_Text extract_:
>> START

Brantley was arraigned before a magistrate, who repeated the Miranda warnings. After a detective gave the Miranda warnings a third time, Brantley signed a written confession. Brantley stated at that time that he did not want to speak with an attorney.

At trial, Brantley moved to suppress his confessions and the objects found in his car. After hearing evidence outside of the presence of the jury, the trial court denied the motions. The trial court also recorded its findings on the issue of the voluntariness of Brantley's confession.

>> END

_To be done_:
1. Please condense the paragraph of the court excerpt beginning "At trial, Brantley moved" into a shorter version that keeps its main facts.
2. Write out word for word the part of the court excerpt between "Brantley was arraigned" and "of Brantley's confession.", inclusive.

_Recorded information_:
>> START

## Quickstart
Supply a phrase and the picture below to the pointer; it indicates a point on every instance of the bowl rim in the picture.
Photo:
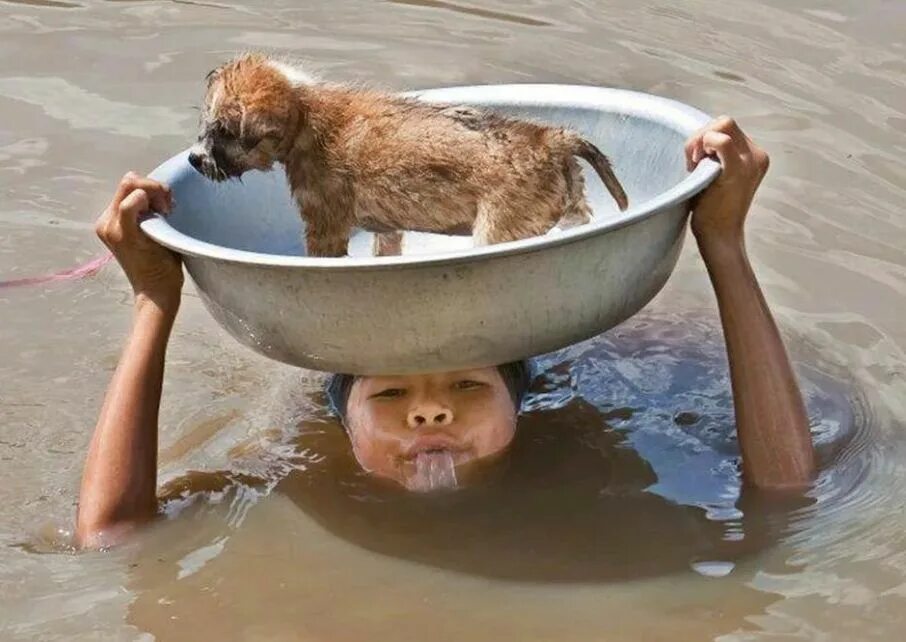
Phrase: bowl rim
(667, 112)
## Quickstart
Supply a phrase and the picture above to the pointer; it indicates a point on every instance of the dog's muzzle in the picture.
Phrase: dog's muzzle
(206, 164)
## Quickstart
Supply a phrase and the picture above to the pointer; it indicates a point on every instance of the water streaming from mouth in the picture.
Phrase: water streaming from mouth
(434, 470)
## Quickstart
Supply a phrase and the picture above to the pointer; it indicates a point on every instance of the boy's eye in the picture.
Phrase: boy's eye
(468, 384)
(389, 393)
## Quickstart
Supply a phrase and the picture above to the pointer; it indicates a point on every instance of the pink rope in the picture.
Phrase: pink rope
(86, 269)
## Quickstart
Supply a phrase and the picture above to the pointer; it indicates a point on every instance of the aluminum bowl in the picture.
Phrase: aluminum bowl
(443, 304)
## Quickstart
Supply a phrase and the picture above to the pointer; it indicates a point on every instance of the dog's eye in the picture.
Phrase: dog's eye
(249, 142)
(222, 133)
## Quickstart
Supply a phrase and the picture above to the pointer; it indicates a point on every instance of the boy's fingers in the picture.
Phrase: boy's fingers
(160, 193)
(135, 204)
(718, 144)
(694, 150)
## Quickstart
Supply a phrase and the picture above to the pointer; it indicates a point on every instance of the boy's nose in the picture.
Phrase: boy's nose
(429, 414)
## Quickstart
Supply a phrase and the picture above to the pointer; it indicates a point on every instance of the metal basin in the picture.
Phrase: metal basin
(444, 304)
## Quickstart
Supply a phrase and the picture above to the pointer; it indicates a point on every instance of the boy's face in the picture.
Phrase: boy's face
(404, 427)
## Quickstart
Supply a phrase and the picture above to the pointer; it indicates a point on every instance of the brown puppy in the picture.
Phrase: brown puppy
(357, 157)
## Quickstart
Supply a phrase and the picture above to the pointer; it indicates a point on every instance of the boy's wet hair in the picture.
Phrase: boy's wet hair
(515, 374)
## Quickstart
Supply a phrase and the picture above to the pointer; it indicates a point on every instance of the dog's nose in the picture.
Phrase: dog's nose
(195, 160)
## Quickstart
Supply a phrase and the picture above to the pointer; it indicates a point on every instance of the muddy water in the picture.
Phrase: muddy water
(630, 525)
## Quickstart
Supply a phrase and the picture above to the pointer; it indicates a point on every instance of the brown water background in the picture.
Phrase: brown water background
(90, 89)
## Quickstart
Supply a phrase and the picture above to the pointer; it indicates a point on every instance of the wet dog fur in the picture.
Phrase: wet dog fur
(357, 157)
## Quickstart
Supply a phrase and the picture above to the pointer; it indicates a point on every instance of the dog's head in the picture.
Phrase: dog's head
(250, 117)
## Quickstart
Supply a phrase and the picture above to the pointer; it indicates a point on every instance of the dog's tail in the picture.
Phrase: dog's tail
(587, 151)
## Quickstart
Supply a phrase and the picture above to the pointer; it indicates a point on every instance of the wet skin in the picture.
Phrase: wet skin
(469, 414)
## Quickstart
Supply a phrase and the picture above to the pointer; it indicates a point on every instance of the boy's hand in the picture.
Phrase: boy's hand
(720, 211)
(154, 271)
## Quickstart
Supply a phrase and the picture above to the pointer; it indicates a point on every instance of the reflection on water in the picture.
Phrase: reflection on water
(619, 513)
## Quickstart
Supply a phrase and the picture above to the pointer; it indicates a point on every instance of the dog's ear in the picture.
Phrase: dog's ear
(213, 74)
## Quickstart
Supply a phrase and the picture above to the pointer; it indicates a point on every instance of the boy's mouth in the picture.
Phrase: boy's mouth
(433, 443)
(435, 469)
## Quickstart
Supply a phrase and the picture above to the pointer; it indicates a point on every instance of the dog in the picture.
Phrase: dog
(357, 157)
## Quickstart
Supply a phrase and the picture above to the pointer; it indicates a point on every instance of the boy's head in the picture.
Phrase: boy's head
(398, 425)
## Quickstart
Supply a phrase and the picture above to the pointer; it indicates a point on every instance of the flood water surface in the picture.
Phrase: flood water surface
(618, 513)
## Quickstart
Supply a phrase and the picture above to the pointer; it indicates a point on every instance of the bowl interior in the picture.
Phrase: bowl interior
(259, 215)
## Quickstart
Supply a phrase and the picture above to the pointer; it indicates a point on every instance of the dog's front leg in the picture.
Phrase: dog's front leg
(387, 244)
(327, 225)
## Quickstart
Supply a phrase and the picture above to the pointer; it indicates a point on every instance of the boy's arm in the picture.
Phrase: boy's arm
(771, 421)
(119, 483)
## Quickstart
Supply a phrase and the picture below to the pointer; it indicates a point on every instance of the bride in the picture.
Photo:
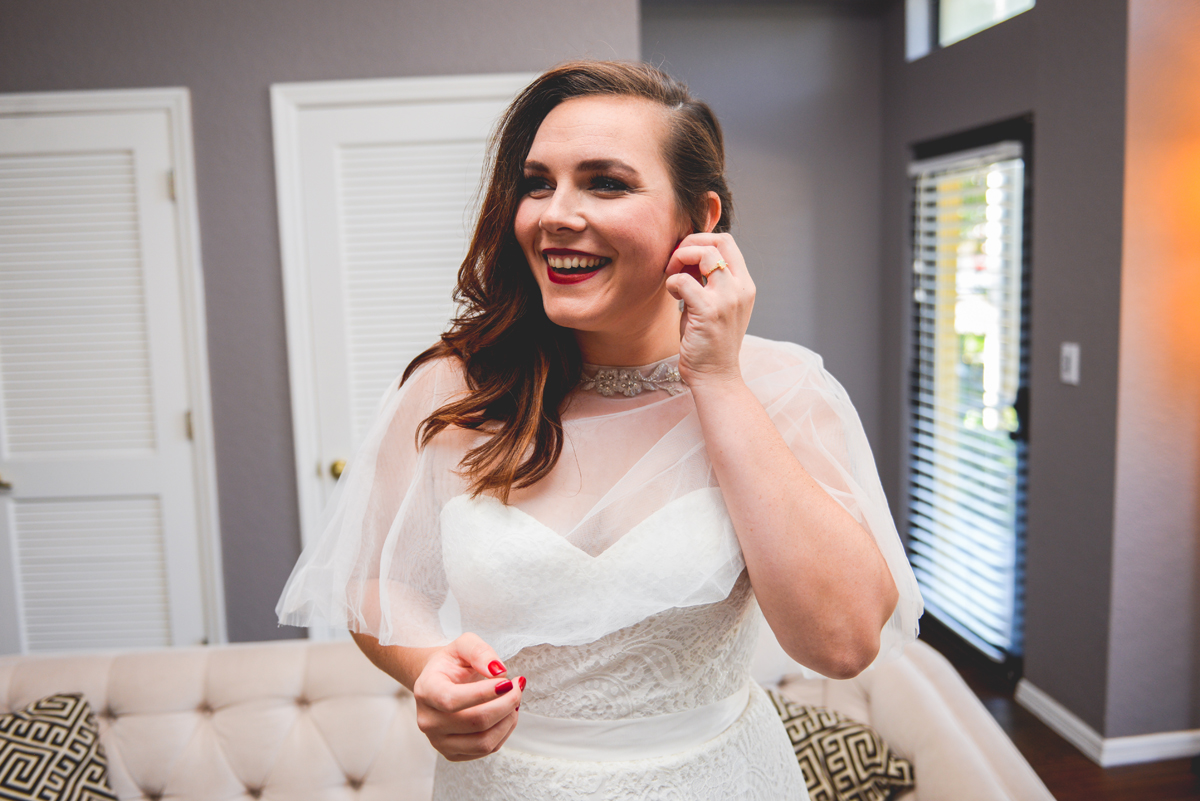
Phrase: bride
(564, 522)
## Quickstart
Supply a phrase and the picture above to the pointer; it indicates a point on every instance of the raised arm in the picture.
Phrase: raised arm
(819, 576)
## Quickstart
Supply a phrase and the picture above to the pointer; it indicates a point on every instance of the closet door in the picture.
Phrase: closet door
(100, 523)
(378, 182)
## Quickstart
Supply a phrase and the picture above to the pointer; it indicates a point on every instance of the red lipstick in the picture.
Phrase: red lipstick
(571, 275)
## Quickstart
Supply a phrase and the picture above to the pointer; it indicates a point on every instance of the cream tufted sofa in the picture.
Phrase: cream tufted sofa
(300, 721)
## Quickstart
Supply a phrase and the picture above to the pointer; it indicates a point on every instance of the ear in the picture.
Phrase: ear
(714, 211)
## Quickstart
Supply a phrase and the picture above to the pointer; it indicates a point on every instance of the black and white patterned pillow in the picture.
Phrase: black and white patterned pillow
(841, 759)
(51, 751)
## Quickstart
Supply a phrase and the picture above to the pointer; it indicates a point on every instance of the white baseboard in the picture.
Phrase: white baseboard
(1107, 752)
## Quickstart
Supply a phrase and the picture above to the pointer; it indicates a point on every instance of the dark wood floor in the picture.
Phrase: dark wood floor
(1067, 772)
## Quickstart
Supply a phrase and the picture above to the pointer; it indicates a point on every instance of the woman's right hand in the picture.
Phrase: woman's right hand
(466, 704)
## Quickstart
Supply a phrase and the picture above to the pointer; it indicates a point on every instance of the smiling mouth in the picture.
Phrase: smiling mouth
(571, 266)
(575, 265)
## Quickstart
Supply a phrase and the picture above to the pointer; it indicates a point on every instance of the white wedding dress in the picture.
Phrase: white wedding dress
(616, 585)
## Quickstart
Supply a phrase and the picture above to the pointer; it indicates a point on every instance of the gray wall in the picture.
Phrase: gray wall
(1153, 674)
(228, 54)
(797, 91)
(1111, 598)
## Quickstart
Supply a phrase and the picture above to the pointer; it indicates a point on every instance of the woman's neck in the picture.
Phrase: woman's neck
(633, 348)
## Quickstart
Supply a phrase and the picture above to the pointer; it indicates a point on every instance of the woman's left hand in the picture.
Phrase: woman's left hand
(717, 306)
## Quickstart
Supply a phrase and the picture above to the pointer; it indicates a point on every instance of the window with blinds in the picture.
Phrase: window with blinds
(966, 474)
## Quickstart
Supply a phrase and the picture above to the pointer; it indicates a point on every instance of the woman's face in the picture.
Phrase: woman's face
(598, 217)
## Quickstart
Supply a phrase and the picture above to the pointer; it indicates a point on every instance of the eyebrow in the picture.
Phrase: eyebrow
(588, 166)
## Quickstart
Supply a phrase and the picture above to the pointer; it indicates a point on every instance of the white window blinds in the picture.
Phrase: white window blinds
(966, 471)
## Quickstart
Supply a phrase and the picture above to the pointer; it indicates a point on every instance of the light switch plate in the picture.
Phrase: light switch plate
(1068, 363)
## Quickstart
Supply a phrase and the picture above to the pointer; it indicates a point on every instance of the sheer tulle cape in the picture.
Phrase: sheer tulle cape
(630, 522)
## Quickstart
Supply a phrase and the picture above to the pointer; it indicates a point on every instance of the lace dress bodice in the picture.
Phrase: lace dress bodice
(673, 661)
(676, 660)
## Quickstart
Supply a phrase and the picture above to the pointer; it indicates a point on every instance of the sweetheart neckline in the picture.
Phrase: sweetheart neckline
(708, 492)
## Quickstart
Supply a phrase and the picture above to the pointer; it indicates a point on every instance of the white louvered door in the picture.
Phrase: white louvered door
(377, 184)
(99, 542)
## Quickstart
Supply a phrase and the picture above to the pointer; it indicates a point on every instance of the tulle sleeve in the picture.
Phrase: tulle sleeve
(817, 420)
(381, 546)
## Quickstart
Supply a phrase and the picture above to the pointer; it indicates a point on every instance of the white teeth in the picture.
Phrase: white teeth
(575, 262)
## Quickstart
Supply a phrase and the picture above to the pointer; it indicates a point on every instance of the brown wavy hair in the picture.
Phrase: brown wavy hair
(519, 366)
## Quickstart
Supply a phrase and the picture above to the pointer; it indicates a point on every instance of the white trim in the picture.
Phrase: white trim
(1107, 752)
(966, 158)
(287, 103)
(175, 102)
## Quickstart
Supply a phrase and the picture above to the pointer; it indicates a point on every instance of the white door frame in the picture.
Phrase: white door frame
(175, 102)
(288, 101)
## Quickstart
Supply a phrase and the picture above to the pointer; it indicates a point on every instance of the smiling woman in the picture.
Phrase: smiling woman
(569, 512)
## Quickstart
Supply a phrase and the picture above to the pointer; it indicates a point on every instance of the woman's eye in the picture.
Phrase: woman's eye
(534, 185)
(606, 184)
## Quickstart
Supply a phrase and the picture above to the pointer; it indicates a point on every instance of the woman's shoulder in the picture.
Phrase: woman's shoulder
(765, 356)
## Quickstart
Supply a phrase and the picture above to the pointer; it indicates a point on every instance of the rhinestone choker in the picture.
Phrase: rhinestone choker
(631, 381)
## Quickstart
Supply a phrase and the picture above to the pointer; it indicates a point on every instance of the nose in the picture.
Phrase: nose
(563, 212)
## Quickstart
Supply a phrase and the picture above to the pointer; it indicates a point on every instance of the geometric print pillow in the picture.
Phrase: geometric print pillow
(841, 759)
(51, 752)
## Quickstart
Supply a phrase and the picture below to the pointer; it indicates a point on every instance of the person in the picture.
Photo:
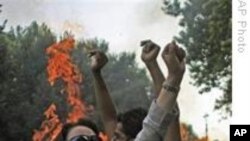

>> END

_Set of answers_:
1. At trial, Brantley sought to suppress his confessions and the items found in his car. After hearing evidence without the jury present, the court denied the motions and recorded findings on whether his confession was voluntary.

2.
Brantley was arraigned before a magistrate, who repeated the Miranda warnings. After a detective gave the Miranda warnings a third time, Brantley signed a written confession. Brantley stated at that time that he did not want to speak with an attorney.

At trial, Brantley moved to suppress his confessions and the objects found in his car. After hearing evidence outside of the presence of the jury, the trial court denied the motions. The trial court also recorded its findings on the issue of the voluntariness of Brantley's confession.